--- FONTE ---

Processo a due sacerdoti, la teste: «Dissero a mio padre: “Ti mando i miei cugini di Nicotera”»

Oltre alla presunta estorsione don Maccarone avrebbe mandato messaggi amorosi alla teste. «Non è riuscito ed è passato alla parte debole, mia sorella»

Pubblicato il: 14/02/2022 – 20:08
di Alessia Truzzolillo
Processo a due sacerdoti, la teste: «Dissero a mio padre: “Ti mando i miei cugini di Nicotera”»

VIBO VALENTIA Prima l’apertura di un locale a Parghelia, sul corso del paese, gestito insieme al padre. Dopo un annetto minacce e attentati, poi gli affari che vanno male e l’impossibilità di pagare i creditori, in particolare di pagare chi aveva fornito gli arredi, il signo Sergio Politi. La richiesta di aiuto alla chiesa che manda la famiglia Mazzocca a parlare col segretario particolare del vescovo il quale dice di prendere in carico il problema e risolvere tutto. Ma i problemi invece di arrivare a una risoluzione raddoppiano perché politi continua a chiedere la restituzione del denaro e anche il sacerdote – che nelle more avrebbe intrattenuto una relazione “intima”, fatta di scambi di messaggi e foto hard con una delle figlie di Mazzocca – pretende la restituzione del debito, minacciando di «mandare i suoi cugini di Nicotera» contro Mazzocca.

Gli attentati al locale e la richiesta di aiuto economico al sacerdote

Ma procediamo con ordine. Nel corso del processo che vede imputati di tentata estorsione aggravata dalle modalità mafiose, don Nicola De Luca, ex reggente della chiesa della Madonna del Rosario di Tropea e don Graziano Maccarone, ex segretario personale del vescovo dimissionario di Mileto, Luigi Renzo, è stata sentita una delle figlie di Mazzocca, colei che aveva aperto il locale a Parghelia insieme al padre. Il locale non andava benissimo ma «si poteva mandare avanti la giornata», racconta la giovane. Poi ci si sono messi gli atti intimidatori.
«Facevano piccoli attentati: i proiettili al vetro, i manifesti strappati e pitturati, o magari scritto, scusate il termine, “sei una puttana”. Sono stata minacciata anche io con lettere di morte, con benzina all’interno dell’auto. Questo dopo un annetto che avevamo aperto», spiega la teste nel corso dell’udienza del processo che si è tenuto oggi davanti al Tribunale di Vibo Valentia presieduto dal giudice Tiziana Macrì.

--- AZIONI RICHIESTE ---
a – Secondo l'articolo sul processo ai due sacerdoti, in quale paese la teste aveva aperto il locale insieme al padre?
b – Riproduci fedelmente il tratto dell'articolo sul processo ai due sacerdoti che si apre con le parole contenenti «Gli attentati al» e si chiude con «gli atti intimidatori.».
c – Riprendi l'articolo sul processo ai due sacerdoti dal punto in cui si interrompe e portalo avanti.
Il materiale che segue non ha alcun ruolo in questo lavoro.

--- RIGHE DI DATI ---
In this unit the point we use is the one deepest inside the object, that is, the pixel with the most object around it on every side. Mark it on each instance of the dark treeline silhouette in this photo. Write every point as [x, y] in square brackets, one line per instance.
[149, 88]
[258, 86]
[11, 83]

--- COMPITI RISOLTI ---
a – A Parghelia, sul corso del paese.

b –
Gli attentati al locale e la richiesta di aiuto economico al sacerdote

Ma procediamo con ordine. Nel corso del processo che vede imputati di tentata estorsione aggravata dalle modalità mafiose, don Nicola De Luca, ex reggente della chiesa della Madonna del Rosario di Tropea e don Graziano Maccarone, ex segretario personale del vescovo dimissionario di Mileto, Luigi Renzo, è stata sentita una delle figlie di Mazzocca, colei che aveva aperto il locale a Parghelia insieme al padre. Il locale non andava benissimo ma «si poteva mandare avanti la giornata», racconta la giovane. Poi ci si sono messi gli atti intimidatori.

c –
Le difficoltà economiche incombono, Politi chiede i soldi e «tramite un sacerdote di Tropea siamo andati a Mileto e ci hanno detto “andate lì che molto probabilmente vi danno una mano”». Il sacerdote in questione era don Nicola De Luca che inizialmente ha cercato di aiutarli, poi «le possibilità non erano molte, quindi ci ha detto di andare a Mileto da questo suo conoscente. Inizialmente siamo andati all’interno della chiesa, dove si chiedevano dei prestiti, poi visto che la somma non poteva coprire quello che a noi serviva ci hanno mandato da lui». Lui in questo caso è don Graziano Maccarone, l’ex segretario dell’ex vescovo. A Mileto la teste ricorda che erano lei, sua madre e suo padre. Maccarrone, dopo avere voluto sapere i particolari della vicenda ha detto – ricorda la teste – «non vi preoccupate che me la vedo io». L’accordo era che Maccarone avrebbe dato l’intera somma a Politi. Il sacerdote si sarebbe fatto dare i contatti di Politi. La teste ricorda che loro non presero denaro perché il patto era che Maccarone sarebbe intervenuto direttamente col creditore. «Dopo qualche giorno ci ha chiamato e ci ha detto “non vi preoccupate che ho saldato io tutto”», racconta la figlia di Mazzoca.

«I messaggini amorosi nei miei confronti, poi è passato a mia sorella»

L’ex segretario particolare dell’ex vescovo di Mileto-Tropea comunicava prevalentemente con il padre della ragazza anche se, testimonia la figlia di Mazzocca, il sacerdote inizialmente «ha tentato di fare qualche messaggino amoroso nei miei confronti solo che non c’è riuscito ed è passato alla parte più debole, mia sorella».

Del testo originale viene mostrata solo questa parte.